↓

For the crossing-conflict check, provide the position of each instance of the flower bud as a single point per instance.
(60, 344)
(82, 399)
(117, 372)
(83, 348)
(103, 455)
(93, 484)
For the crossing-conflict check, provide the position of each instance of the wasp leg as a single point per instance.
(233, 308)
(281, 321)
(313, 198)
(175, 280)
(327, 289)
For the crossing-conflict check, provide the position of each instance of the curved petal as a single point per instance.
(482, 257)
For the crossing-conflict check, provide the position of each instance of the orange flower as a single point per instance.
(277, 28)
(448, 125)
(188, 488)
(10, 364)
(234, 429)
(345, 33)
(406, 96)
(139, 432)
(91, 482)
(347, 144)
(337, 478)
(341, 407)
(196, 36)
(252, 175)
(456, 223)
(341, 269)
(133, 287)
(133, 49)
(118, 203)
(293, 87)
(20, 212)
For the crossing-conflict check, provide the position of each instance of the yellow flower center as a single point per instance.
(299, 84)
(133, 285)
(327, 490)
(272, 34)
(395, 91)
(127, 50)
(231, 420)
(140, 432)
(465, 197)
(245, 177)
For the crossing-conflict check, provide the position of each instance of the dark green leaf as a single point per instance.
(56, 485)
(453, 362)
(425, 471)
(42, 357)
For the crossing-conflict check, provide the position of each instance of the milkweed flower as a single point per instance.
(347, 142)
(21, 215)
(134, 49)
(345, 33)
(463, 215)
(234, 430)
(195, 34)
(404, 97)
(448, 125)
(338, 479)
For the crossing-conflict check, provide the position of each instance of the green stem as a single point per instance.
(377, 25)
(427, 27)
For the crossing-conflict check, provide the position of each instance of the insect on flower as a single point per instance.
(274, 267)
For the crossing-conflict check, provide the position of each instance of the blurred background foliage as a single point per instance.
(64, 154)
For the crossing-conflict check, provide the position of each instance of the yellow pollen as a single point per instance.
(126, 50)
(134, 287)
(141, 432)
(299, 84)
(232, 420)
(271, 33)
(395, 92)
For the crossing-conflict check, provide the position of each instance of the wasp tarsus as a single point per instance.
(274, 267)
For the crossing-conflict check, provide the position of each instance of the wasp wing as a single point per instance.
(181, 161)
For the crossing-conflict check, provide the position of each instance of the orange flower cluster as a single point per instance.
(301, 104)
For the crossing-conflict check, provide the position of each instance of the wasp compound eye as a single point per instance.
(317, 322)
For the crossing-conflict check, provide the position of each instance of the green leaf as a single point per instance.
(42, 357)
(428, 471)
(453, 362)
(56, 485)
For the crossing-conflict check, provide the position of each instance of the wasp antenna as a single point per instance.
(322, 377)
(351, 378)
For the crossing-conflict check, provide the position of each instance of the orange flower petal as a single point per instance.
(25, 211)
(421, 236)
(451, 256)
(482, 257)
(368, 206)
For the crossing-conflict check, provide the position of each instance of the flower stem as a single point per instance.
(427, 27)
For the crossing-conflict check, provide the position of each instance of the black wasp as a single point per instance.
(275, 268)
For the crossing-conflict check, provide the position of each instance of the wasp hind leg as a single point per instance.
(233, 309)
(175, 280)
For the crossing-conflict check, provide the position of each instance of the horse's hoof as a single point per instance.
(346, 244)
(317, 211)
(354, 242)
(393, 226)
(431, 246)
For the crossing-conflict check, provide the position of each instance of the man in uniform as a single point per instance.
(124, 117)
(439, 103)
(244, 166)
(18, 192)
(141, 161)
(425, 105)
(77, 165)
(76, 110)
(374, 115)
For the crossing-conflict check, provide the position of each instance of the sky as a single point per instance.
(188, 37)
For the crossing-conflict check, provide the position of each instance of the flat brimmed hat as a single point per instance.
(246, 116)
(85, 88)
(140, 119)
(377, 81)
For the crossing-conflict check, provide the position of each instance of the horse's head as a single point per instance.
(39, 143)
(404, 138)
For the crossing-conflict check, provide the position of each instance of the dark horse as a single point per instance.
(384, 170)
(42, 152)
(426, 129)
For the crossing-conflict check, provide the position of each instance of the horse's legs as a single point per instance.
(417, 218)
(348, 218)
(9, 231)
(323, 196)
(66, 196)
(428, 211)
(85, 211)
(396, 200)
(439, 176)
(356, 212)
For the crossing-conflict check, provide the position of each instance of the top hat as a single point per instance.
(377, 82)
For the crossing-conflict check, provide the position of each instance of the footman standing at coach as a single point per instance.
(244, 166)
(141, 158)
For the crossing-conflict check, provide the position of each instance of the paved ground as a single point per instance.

↑

AIM
Above are the records; retype them all without a single difference.

THE SOLUTION
For the crossing-conflict check, provide the position of each instance of the flower bud as a single point per instance.
(60, 344)
(82, 399)
(117, 372)
(83, 348)
(103, 455)
(93, 484)
For the crossing-conflict check, provide the position of each instance of the wasp leg as a single point per instance.
(233, 308)
(281, 321)
(313, 198)
(175, 280)
(327, 289)
For the crossing-conflict check, provide the position of each instance of the curved petal as a single point per instance.
(482, 257)
For the crossing-conflict check, provide the position of each instance of the orange flower as a single point per instance.
(277, 28)
(448, 125)
(188, 488)
(10, 364)
(234, 429)
(345, 33)
(406, 96)
(139, 432)
(91, 482)
(347, 144)
(337, 478)
(341, 407)
(196, 36)
(252, 175)
(456, 223)
(341, 269)
(133, 287)
(133, 49)
(118, 203)
(293, 87)
(20, 212)
For the crossing-conflict check, provide the position of each instance of the yellow flower center as a single point per instance.
(299, 84)
(133, 285)
(327, 490)
(272, 34)
(395, 91)
(127, 50)
(231, 420)
(140, 432)
(465, 197)
(245, 177)
For the crossing-conflict check, provide the position of each instance of the dark green leaf as a single point per instance.
(56, 485)
(453, 362)
(425, 471)
(42, 357)
For the crossing-conflict check, provide the position of each instance of the milkweed flower as a single point per instance.
(347, 142)
(21, 215)
(134, 49)
(345, 33)
(463, 215)
(234, 430)
(195, 34)
(404, 97)
(448, 125)
(338, 479)
For the crossing-conflict check, provide the position of each instance of the green stem as a single point per instance.
(377, 25)
(427, 27)
For the crossing-conflict check, provide the position of each instance of the insect on flower as a single point per instance.
(274, 267)
For the crossing-conflict check, provide the position of each instance of the blurred background foliage as a single point per instance.
(64, 154)
For the crossing-conflict check, provide the position of each instance of the yellow pollen as a single point per instance.
(126, 50)
(134, 287)
(141, 432)
(299, 84)
(232, 420)
(271, 33)
(395, 92)
For the crossing-conflict check, provide the position of each instance of the wasp tarsus as a single point per instance.
(274, 267)
For the crossing-conflict check, provide the position of each instance of the wasp wing as a single point per instance.
(181, 161)
For the crossing-conflict check, provide the position of each instance of the orange flower cluster as a single point per instance.
(301, 104)
For the crossing-conflict check, provide the position of each instance of the wasp compound eye as a single point per instance.
(317, 322)
For the crossing-conflict check, provide the position of each instance of the green leaf as a single point per instance.
(42, 357)
(428, 471)
(453, 362)
(56, 485)
For the crossing-conflict check, provide the position of each instance of the wasp antenna as a single point per instance.
(322, 377)
(351, 378)
For the crossing-conflict check, provide the position of each instance of the orange flower petal as a single point per instance.
(25, 211)
(421, 236)
(451, 256)
(482, 257)
(368, 206)
For the crossing-conflict check, provide the position of each instance of the flower stem as a single point per instance.
(427, 27)
For the crossing-conflict check, provide the position of each instance of the black wasp as a single point per instance.
(275, 268)
For the crossing-conflict check, provide the position of each instance of the wasp hind leg as a single point per instance.
(233, 309)
(175, 280)
For the crossing-conflict check, provide the position of each instance of the horse's hoof as a single point per instance.
(346, 244)
(317, 211)
(354, 242)
(393, 226)
(431, 246)
For the crossing-conflict check, provide the position of each instance of the man in uniform as a single point per instance.
(124, 117)
(439, 103)
(244, 166)
(18, 192)
(141, 161)
(425, 105)
(77, 165)
(76, 110)
(374, 115)
For the crossing-conflict check, provide the position of each instance of the sky as a single point per instance.
(188, 37)
For the crossing-conflict check, provide the position of each instance of the flat brimmed hat as a single point per instance.
(246, 116)
(85, 88)
(140, 119)
(377, 81)
For the crossing-conflict check, provide the position of each instance of the horse's head as a single point per instance.
(39, 143)
(404, 138)
For the crossing-conflict check, provide the position of each instance of the dark horse as a single point per instance.
(384, 170)
(42, 152)
(426, 129)
For the crossing-conflict check, provide the position of each instance of the horse's legs as a single point per instance.
(417, 218)
(348, 218)
(9, 231)
(323, 196)
(66, 196)
(428, 211)
(85, 211)
(396, 200)
(439, 176)
(356, 212)
For the crossing-conflict check, provide the position of each instance of the top hat as a single point per instance.
(377, 82)
For the crossing-conflict check, provide the position of each instance of the footman standing at coach as a single point per instance.
(244, 166)
(141, 158)
For the crossing-conflict check, provide the position of each instance of the paved ground as a single point per instance.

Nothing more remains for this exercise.